WHAT IS REQUIRED: What is needed is a word-for-word copy of all the entries, minus the pictures.
DATASET EXCERPTS Block Start
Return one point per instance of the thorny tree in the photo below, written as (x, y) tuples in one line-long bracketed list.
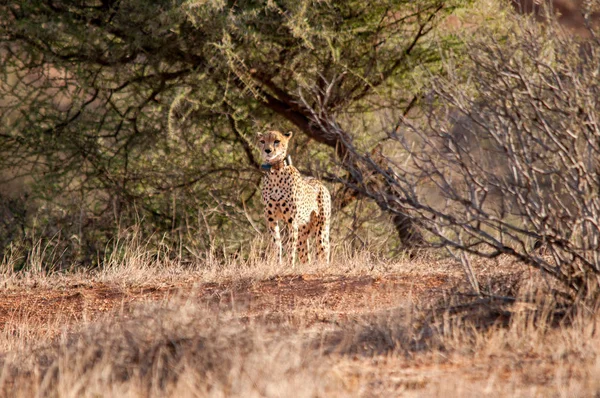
[(91, 90), (506, 160)]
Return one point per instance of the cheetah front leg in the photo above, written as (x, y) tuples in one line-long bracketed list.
[(274, 229), (294, 242), (303, 246)]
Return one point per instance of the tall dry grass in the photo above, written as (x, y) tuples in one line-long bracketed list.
[(431, 344)]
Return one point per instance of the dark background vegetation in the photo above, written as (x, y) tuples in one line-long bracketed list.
[(479, 136)]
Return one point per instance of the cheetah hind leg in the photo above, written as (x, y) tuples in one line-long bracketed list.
[(322, 226)]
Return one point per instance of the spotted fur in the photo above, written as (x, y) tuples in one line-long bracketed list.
[(303, 204)]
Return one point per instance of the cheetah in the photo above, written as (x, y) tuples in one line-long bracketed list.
[(301, 203)]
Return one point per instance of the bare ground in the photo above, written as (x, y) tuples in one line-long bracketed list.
[(352, 334)]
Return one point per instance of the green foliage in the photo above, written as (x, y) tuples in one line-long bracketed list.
[(133, 112)]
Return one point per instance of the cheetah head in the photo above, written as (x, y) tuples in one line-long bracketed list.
[(273, 145)]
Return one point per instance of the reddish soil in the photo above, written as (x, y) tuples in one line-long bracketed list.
[(323, 296)]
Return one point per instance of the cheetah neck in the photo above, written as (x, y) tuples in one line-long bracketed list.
[(274, 166)]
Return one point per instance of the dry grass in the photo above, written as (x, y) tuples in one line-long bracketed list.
[(148, 326)]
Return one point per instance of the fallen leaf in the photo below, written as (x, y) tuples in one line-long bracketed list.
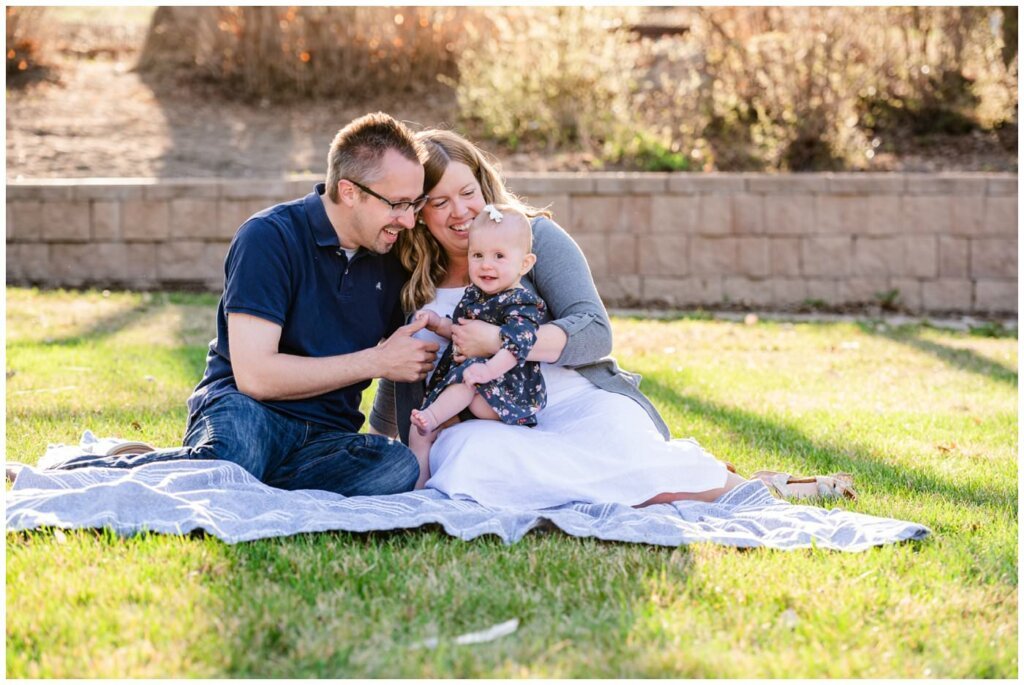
DATASET EXCERPTS Block End
EXERCISE RESPONSE:
Return one point per instance of the thorny tree in the photo below, written as (x, y) tuples in one line-long bracketed list.
[(91, 90), (506, 160)]
Return one point per instance of the cheetah front leg in the photo above, written as (x, y) tuples in one line-long bracketed list.
[(274, 229), (294, 242), (303, 246)]
Return one point per instance of the tall dry grass in the photo above, written as (x, y) tuples in one line-long bracketed list.
[(431, 344)]
Return one point per instance of the dark background vegetation in the photo above, written as (x, y) tuples in one line-long bracketed list.
[(479, 136)]
Return one point per instance of the cheetah hind leg in the photo above, written as (x, y) tuples in one line-long bracketed list.
[(322, 226)]
Return one point per instance of the spotted fur in the photo above, written as (x, y) tuples in one line-long bracketed list.
[(303, 204)]
Return one point per instance of the cheetah in the photo above, written as (x, y) tuples in one line-long bracketed list.
[(301, 203)]
Return one point per instance of the bare ground in the photo above, written as (x, y) tuples in one line-long bracketed list.
[(352, 334)]
Return one point per instance of the green foliage in the photo above, written as (x, y) tuples in one line-long bracketed list.
[(133, 112)]
Return one point per instance of the cheetah head in the photo above, written as (x, y) tuples in one line-long bracketed list.
[(273, 145)]
Return one point per instance of the reddish soil in the photo above, written as (x, y) tuples in one line-long bracketed list.
[(323, 296)]
Return one point per instance of the cheetah neck in the photo above, written as (x, y) tuples in one line-long bracketed list.
[(274, 166)]
Return one point per instance of the dry grass in the photo above, written as (x, y) tuples in one line-long bracketed list.
[(148, 326)]
Return one point per instance of the fallen leaf in the photo below, written as (x, y) tuples in one line-long bracketed list.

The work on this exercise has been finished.